To be done:
Take the line containing "If you could locate the small yellow" and every line after it in the data below, and print them exactly as given, with nothing else.
---- Items
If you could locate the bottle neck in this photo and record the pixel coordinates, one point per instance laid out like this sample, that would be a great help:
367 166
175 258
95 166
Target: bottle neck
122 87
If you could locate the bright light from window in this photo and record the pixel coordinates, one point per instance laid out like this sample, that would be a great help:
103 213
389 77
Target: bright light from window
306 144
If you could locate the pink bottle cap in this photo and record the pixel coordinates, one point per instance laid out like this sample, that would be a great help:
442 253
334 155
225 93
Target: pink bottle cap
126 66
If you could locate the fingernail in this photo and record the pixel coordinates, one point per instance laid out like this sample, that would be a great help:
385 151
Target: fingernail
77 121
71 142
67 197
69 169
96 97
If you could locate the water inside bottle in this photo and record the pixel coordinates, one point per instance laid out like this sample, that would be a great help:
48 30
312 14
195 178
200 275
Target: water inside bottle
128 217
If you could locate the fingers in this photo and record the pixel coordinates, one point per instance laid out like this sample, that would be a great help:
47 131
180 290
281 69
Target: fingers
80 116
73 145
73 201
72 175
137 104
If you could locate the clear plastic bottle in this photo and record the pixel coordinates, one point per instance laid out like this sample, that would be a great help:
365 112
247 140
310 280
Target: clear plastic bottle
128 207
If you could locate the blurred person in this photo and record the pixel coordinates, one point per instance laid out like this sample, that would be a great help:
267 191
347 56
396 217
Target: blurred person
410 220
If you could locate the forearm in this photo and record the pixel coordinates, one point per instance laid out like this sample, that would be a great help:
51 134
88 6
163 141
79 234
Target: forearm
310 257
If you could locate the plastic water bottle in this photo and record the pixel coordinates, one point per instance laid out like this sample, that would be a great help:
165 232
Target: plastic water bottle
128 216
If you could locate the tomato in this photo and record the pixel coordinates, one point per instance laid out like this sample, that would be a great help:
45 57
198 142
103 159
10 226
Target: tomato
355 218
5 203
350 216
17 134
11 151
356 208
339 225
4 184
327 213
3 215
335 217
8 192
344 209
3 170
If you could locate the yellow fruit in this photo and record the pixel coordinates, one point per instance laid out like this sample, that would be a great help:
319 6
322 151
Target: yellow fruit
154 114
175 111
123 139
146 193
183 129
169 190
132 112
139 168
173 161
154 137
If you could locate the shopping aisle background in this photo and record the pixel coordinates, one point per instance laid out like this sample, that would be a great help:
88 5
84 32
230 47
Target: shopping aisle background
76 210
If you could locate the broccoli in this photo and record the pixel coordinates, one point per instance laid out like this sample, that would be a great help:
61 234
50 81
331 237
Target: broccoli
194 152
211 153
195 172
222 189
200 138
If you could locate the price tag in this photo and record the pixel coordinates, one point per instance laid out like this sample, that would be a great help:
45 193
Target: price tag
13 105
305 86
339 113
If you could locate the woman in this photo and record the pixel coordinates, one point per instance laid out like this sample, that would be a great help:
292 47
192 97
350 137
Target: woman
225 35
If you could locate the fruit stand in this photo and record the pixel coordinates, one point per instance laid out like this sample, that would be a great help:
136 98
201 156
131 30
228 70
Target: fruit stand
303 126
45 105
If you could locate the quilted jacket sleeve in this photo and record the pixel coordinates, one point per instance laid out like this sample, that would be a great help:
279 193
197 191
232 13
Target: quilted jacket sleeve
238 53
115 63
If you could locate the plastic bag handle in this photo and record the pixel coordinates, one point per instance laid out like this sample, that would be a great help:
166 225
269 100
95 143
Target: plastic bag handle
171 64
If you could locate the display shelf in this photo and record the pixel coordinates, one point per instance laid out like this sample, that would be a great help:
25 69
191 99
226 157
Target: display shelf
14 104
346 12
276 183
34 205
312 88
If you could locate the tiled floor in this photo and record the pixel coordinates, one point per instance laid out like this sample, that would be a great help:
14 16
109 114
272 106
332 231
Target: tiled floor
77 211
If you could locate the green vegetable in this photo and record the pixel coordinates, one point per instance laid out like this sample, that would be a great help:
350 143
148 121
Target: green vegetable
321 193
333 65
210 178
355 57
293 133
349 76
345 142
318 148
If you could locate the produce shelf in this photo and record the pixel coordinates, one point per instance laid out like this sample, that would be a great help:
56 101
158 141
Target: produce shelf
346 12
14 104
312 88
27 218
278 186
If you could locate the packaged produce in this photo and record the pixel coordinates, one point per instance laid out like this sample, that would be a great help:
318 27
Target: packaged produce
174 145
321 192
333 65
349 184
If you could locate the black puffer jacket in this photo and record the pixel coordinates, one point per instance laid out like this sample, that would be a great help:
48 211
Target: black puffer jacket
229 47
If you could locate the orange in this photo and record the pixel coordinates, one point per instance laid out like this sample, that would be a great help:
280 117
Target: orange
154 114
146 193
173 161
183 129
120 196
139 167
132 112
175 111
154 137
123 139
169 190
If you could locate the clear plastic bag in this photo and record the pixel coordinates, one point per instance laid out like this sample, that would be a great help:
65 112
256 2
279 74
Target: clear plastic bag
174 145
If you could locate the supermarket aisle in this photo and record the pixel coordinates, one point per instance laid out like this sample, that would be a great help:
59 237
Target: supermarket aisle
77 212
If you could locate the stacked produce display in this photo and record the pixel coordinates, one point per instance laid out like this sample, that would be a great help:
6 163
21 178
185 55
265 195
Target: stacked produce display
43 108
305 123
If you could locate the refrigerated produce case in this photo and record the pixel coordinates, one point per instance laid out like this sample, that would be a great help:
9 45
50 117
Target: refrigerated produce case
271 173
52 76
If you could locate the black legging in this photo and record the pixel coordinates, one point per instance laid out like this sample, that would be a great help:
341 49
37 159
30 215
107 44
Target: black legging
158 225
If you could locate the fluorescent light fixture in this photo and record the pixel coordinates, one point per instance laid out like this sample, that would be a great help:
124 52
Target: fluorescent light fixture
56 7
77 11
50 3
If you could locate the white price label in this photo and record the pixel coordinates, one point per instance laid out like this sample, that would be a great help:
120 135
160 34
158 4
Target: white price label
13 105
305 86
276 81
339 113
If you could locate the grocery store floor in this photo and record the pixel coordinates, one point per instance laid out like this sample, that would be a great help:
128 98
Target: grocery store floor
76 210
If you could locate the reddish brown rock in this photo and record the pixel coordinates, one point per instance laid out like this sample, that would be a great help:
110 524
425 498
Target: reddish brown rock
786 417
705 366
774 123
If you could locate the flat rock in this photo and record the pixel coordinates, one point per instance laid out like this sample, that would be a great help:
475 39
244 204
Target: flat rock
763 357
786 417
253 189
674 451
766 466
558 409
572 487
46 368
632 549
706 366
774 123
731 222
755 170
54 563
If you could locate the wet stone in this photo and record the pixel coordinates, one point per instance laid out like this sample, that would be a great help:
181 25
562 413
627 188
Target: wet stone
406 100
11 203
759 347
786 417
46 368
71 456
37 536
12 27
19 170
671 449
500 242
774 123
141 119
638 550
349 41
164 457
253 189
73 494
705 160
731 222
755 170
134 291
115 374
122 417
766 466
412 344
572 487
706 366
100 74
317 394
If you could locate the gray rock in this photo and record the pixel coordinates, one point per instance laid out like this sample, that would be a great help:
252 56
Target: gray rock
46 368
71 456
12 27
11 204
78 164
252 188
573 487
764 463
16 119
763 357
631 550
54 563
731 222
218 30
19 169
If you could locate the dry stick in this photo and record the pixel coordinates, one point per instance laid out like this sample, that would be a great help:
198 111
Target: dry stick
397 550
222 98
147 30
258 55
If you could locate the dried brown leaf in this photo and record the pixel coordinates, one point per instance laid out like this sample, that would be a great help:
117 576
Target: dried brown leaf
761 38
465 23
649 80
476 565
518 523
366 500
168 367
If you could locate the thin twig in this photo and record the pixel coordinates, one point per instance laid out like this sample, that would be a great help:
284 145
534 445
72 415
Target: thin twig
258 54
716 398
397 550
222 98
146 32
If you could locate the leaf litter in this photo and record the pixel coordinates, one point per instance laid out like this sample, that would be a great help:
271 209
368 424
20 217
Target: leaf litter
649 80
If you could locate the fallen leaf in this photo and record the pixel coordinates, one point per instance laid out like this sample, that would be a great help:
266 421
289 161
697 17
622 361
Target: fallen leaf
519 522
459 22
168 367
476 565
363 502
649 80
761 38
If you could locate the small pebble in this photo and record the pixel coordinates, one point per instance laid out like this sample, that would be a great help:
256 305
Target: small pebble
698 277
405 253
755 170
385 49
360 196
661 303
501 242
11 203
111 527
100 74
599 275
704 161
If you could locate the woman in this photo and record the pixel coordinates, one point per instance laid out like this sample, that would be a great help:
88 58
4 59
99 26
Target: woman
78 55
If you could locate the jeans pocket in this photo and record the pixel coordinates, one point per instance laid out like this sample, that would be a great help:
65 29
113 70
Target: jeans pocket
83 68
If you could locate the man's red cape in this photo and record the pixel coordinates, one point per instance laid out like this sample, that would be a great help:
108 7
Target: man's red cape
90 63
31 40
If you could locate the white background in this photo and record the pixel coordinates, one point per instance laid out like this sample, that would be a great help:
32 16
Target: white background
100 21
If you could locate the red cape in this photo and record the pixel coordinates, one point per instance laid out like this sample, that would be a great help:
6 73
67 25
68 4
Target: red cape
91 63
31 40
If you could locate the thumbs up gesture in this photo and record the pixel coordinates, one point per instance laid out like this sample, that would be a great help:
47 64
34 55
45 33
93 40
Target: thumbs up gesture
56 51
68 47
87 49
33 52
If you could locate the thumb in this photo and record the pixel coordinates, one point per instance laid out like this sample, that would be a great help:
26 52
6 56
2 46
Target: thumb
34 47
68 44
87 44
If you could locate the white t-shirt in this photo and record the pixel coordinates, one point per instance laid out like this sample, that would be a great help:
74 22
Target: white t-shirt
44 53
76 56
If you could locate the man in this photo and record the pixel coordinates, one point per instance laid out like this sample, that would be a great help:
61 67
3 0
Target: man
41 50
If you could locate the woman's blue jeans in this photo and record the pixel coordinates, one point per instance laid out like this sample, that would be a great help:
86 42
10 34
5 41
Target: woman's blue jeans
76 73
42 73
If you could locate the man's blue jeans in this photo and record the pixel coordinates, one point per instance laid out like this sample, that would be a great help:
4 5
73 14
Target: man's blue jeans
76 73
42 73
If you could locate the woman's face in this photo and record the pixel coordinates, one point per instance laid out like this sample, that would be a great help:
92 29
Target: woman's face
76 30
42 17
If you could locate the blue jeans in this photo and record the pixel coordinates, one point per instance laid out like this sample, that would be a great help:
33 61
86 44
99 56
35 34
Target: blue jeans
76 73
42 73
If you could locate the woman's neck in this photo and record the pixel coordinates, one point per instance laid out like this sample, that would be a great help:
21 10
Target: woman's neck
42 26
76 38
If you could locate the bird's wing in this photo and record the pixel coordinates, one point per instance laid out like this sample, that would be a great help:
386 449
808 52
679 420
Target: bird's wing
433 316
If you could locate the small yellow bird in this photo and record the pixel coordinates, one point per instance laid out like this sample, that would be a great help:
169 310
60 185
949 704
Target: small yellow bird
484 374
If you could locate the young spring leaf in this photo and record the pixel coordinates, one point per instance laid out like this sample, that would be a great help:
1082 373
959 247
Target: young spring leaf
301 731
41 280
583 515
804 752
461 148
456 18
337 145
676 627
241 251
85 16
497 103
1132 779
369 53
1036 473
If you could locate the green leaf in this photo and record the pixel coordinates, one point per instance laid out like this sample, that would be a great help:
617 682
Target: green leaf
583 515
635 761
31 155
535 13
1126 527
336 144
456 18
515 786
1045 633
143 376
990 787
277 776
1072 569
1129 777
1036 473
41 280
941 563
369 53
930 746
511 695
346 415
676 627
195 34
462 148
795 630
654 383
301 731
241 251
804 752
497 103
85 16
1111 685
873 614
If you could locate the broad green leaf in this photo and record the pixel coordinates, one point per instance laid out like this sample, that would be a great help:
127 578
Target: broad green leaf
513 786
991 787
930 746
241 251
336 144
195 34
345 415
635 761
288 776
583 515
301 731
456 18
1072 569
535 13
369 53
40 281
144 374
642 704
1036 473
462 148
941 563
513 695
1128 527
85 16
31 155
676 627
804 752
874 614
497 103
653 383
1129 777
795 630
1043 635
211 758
--------
Exercise response:
If you could locate the small yellow bird in this photo and record the pixel coordinates, one point per instance laid out like this sample, that would be a great help:
169 310
60 185
949 704
Target: small yellow bird
484 374
If you could locate the young spring leaf in this photo and record the pixel coordinates, one point per instance laid out like this sample, that would be a great help:
1082 373
959 247
Target: young spring leaf
301 731
41 280
583 515
804 752
461 148
456 18
337 145
676 627
241 251
85 16
497 103
1132 779
369 53
1036 473
If you could locate the green leaf in this photo and record the pixel coordinates, one point per instance laid out like this sample, that would be a great help:
617 682
Target: green leaf
583 515
635 761
31 155
535 13
1126 527
336 144
456 18
515 786
1045 633
143 376
990 787
277 776
1072 569
1129 777
1036 473
41 280
941 563
369 53
930 746
511 695
346 415
676 627
195 34
462 148
795 630
654 383
301 731
241 251
804 752
497 103
85 16
1111 685
873 614
If you could locate the broad green leaf in this photo and record the pixel coordinates, one point per instance laid out like this sample, that would be a great help:
127 578
Target: broad green leaf
513 786
991 787
930 746
241 251
336 144
195 34
345 415
635 761
288 776
583 515
301 731
456 18
1072 569
535 13
369 53
40 281
144 374
642 704
1036 473
462 148
941 563
513 695
1128 527
85 16
31 155
676 627
804 752
874 614
497 103
653 383
1129 777
795 630
1043 635
211 758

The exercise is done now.